> DATASET ENTRIES:
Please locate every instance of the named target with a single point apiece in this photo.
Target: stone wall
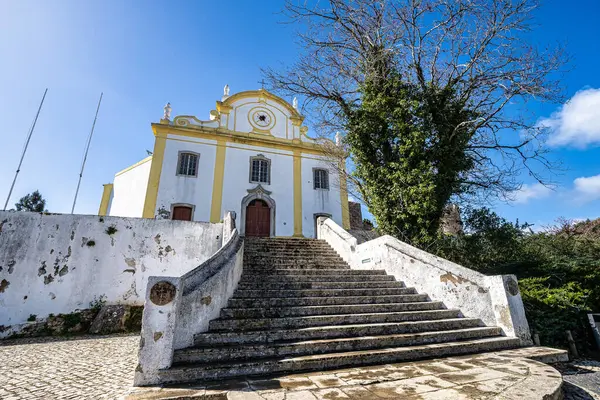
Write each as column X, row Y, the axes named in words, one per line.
column 52, row 264
column 179, row 307
column 495, row 300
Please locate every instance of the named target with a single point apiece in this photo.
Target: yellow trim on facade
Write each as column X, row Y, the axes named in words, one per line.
column 344, row 198
column 105, row 199
column 229, row 146
column 217, row 194
column 137, row 164
column 251, row 139
column 260, row 94
column 298, row 193
column 160, row 144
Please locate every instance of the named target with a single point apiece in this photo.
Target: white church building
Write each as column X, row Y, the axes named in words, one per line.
column 253, row 156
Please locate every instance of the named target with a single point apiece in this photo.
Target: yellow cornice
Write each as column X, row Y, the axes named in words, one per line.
column 223, row 108
column 134, row 165
column 261, row 93
column 297, row 121
column 248, row 138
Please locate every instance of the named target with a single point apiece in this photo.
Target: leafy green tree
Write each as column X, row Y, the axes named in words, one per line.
column 408, row 148
column 32, row 202
column 558, row 270
column 431, row 95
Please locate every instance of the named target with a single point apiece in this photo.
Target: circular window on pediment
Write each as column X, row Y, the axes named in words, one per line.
column 261, row 118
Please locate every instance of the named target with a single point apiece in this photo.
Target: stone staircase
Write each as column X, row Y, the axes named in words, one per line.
column 299, row 307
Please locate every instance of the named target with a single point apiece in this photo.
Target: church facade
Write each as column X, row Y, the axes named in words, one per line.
column 253, row 156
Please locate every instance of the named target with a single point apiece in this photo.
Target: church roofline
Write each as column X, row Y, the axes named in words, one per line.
column 258, row 93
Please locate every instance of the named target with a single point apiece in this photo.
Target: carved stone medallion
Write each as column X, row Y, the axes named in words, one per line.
column 162, row 293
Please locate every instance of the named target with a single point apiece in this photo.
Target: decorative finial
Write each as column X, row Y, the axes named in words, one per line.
column 167, row 110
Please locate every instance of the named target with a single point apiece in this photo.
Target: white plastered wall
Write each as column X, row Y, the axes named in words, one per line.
column 60, row 263
column 319, row 201
column 129, row 191
column 236, row 183
column 196, row 191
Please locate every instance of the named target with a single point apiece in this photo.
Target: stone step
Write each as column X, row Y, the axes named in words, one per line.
column 323, row 301
column 258, row 240
column 287, row 245
column 240, row 325
column 292, row 259
column 289, row 278
column 261, row 285
column 334, row 331
column 319, row 362
column 249, row 293
column 315, row 271
column 267, row 268
column 210, row 354
column 280, row 312
column 292, row 262
column 275, row 255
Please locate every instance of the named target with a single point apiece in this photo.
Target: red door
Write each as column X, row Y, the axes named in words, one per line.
column 182, row 213
column 258, row 219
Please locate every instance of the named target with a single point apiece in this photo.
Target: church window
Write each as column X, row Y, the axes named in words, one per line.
column 188, row 164
column 260, row 170
column 321, row 178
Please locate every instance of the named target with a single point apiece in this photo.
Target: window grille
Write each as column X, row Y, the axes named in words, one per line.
column 321, row 179
column 188, row 164
column 260, row 171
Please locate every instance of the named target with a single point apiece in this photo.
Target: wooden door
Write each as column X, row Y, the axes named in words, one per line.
column 258, row 219
column 182, row 213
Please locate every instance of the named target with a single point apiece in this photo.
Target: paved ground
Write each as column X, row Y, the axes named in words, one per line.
column 488, row 376
column 585, row 374
column 102, row 368
column 92, row 367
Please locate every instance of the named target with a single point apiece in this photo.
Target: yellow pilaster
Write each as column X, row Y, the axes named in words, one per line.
column 344, row 198
column 105, row 199
column 298, row 193
column 217, row 196
column 160, row 143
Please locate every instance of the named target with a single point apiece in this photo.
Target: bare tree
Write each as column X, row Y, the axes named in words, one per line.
column 478, row 49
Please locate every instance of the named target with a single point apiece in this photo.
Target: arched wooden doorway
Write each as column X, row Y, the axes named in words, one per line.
column 258, row 219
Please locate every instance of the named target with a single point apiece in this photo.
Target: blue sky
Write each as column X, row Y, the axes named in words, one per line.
column 142, row 54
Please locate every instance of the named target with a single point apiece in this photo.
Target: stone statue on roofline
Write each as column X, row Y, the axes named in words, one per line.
column 167, row 112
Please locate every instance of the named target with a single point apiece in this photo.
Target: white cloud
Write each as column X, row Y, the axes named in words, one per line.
column 577, row 122
column 587, row 188
column 530, row 192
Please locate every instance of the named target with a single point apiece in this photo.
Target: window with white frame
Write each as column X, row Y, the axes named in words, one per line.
column 260, row 170
column 187, row 164
column 320, row 178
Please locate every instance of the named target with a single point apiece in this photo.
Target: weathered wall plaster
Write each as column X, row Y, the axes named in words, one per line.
column 493, row 299
column 199, row 296
column 60, row 263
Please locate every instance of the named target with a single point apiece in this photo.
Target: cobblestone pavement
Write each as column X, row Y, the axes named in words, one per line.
column 91, row 367
column 582, row 374
column 101, row 367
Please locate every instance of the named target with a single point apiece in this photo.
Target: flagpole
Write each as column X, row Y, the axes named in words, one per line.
column 24, row 150
column 87, row 148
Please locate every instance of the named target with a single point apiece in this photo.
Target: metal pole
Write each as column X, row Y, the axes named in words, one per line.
column 87, row 147
column 25, row 149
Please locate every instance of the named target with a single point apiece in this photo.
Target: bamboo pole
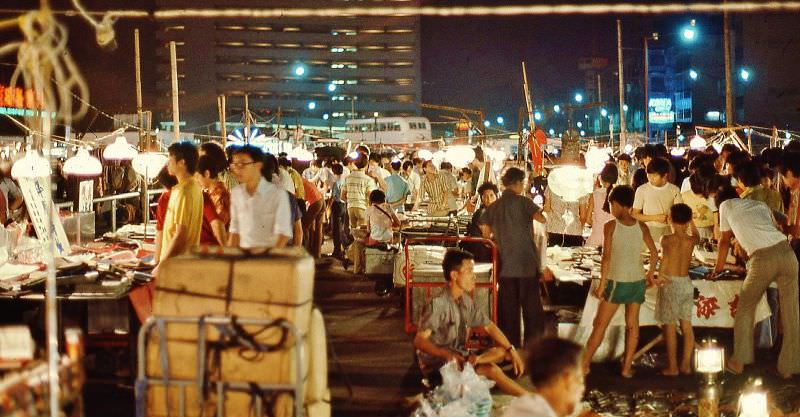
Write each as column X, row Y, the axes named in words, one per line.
column 622, row 127
column 176, row 119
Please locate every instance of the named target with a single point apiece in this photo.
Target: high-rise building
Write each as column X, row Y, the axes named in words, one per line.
column 315, row 72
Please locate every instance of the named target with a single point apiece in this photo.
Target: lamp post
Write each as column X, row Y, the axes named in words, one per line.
column 654, row 37
column 709, row 361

> ABOUT THIS TASK:
Repeat the material above word for word but skip the images.

> RESPONSE TO THE TASK:
Please locate every instance of the named target with a single point apiece in this photo.
Target: stone wall
Write each as column X, row Y, the axes named in words, one per line.
column 52, row 264
column 179, row 307
column 495, row 300
Please locate every instance of the named target with a single point apiece in this photo.
Target: yellow trim on facade
Write each as column X, row Y, the axes named in words, one per line.
column 344, row 198
column 105, row 199
column 229, row 146
column 217, row 194
column 137, row 164
column 251, row 139
column 260, row 94
column 298, row 193
column 160, row 144
Please locate every instance of the named target with a single point apiece in this photo.
Target: white church building
Write each as column X, row Y, the axes named in words, one per line.
column 253, row 156
Please locate every instance of the named target with a single point apiece in this photo.
Target: yellow cornice
Write each as column X, row Y, the axes named in words, one per line.
column 223, row 108
column 134, row 165
column 261, row 93
column 297, row 121
column 248, row 138
Please locate every instance of the named target with a single point apiece in this photo.
Target: leafy green tree
Write each as column X, row Y, the axes named in words, one per line.
column 408, row 148
column 32, row 202
column 558, row 270
column 431, row 95
Please locate every instance of the named target with a single point apiece in this photo.
Target: circular window on pediment
Write each as column X, row Y, the axes named in words, one per line.
column 261, row 118
Please locate every instance of the named target with a single point apiece in this photo.
Target: stone staircase
Write each as column X, row Y, the axes named in words, one per line.
column 299, row 307
Please locate every instance of the named target with a single point apiece in this photo.
Target: church facade
Write each as column X, row Y, the axes named in words, one per line.
column 253, row 156
Please locate every instance of the named target with a single point apiece in this photo.
Target: church roofline
Write each as column X, row Y, the axes named in words, one per line.
column 258, row 93
Please locate every instance of the named target with a single point apiece in this photo.
Target: carved stone medallion
Write each as column X, row Y, the axes named in words, one per line.
column 162, row 293
Please locate every instance of the named target with a single point apiece in this photo.
Target: decorative finial
Write each as column X, row Y, the axes named in words, one per line.
column 167, row 110
Please locate every instance of the named target with a single point apiece in this photo.
Target: white plastered wall
Write each as column X, row Y, the axes named in words, one per line.
column 60, row 263
column 319, row 201
column 129, row 191
column 236, row 183
column 196, row 191
Please locate every instance of the named target with a single point apiece in this photo.
Target: stone step
Write each as column X, row Y, the axes named in words, one per line.
column 323, row 301
column 258, row 240
column 287, row 245
column 240, row 325
column 292, row 259
column 289, row 278
column 261, row 285
column 334, row 331
column 319, row 362
column 249, row 293
column 315, row 271
column 267, row 268
column 210, row 354
column 280, row 312
column 292, row 262
column 275, row 255
Please locate every instance of the named target with a single point apiece in this photo.
Target: red door
Write each as column X, row Y, the axes named in words, one per line.
column 182, row 213
column 258, row 219
Please locate every instance of the named target with a single point apiece in this photo.
Target: church window
Write each as column X, row Y, the axes named in words, one per line.
column 188, row 164
column 260, row 170
column 321, row 178
Please locate every instance of the named target with a single point apiece in this photo.
Target: window grille
Write each as column X, row Y, the axes named in words, one per line.
column 321, row 179
column 188, row 164
column 260, row 171
Please locate every instance of the named target with a single point apiece in this photo.
Target: wooden door
Write each as column X, row Y, the axes named in words, one per line.
column 258, row 219
column 182, row 213
Please locate every instance of the named target with a single point apiece in this photo.
Target: paved ground
Write each as column X, row Y, the axes named in words, one per line.
column 488, row 376
column 585, row 374
column 102, row 368
column 92, row 367
Please locate every instance of the named target with a single point apiece in this photo.
Target: yellow pilaster
Write each as column X, row Y, the axes named in words, one per line.
column 344, row 198
column 105, row 199
column 298, row 193
column 217, row 196
column 160, row 143
Please locate every instance of the named target with a single point apiece in this photo.
Target: bare tree
Write each as column X, row Y, the axes named in words, one per line.
column 478, row 49
Please locate every instance of the named target with a single point apiece in this photo.
Target: arched wooden doorway
Write each as column X, row Y, the axes named in words, one per line.
column 258, row 219
Please locate every instance of the named target with a single point apiece in this photo.
Target: blue sky
Write each as column X, row Y, the axes named in words, one per line.
column 142, row 54
Please locate every instance of the named target with a single point apiece in this photo.
Target: stone statue on roofline
Write each as column X, row Y, the axes named in words, one per line.
column 167, row 112
Please locate every instance of the named target with a single point apiece in this photo.
Target: white cloud
Write each as column X, row Y, the axes named in words, one per line.
column 577, row 122
column 587, row 188
column 530, row 192
Please locate every instance of the named target with a single point apiece in this photo.
Target: window with white frame
Write each as column X, row Y, the axes named in words, one per line.
column 260, row 170
column 187, row 164
column 320, row 178
Please locate every instance of the named target with a single point apiece in this photo.
Target: weathered wall plaster
Write each as column X, row Y, the axes named in words, one per line.
column 493, row 299
column 199, row 296
column 60, row 263
Please locate every instance of the named target with a single point apiece in this photo.
Target: cobblestone pavement
Write each as column X, row Y, the axes named in words, one per line.
column 91, row 367
column 582, row 374
column 101, row 367
Please locate every instance of the named target with a single point apiece in this photo.
Target: flagpole
Write each as column X, row Y, the axes named in words, one per line.
column 24, row 150
column 87, row 148
Please locate every instance of the named target with a single point apiece in this photo.
Target: metal pole
Write each as column X, row Y, the axes named in words, one per line.
column 87, row 147
column 25, row 149
Please locate every instance of the named target with a single point apiece in this photo.
Target: bamboo pole
Write each as column X, row Y, the axes named in words, one per line.
column 622, row 127
column 176, row 119
Please locate every instance of the named target with a single point apiece in this photo.
Target: high-rise building
Write each as column X, row Y, the axes named in words, one per line.
column 315, row 72
Please locate every instance of the named target with a single point apiece in this photo.
Target: lamp post
Write each as column X, row Y, the axes named in words, one per line.
column 654, row 37
column 709, row 361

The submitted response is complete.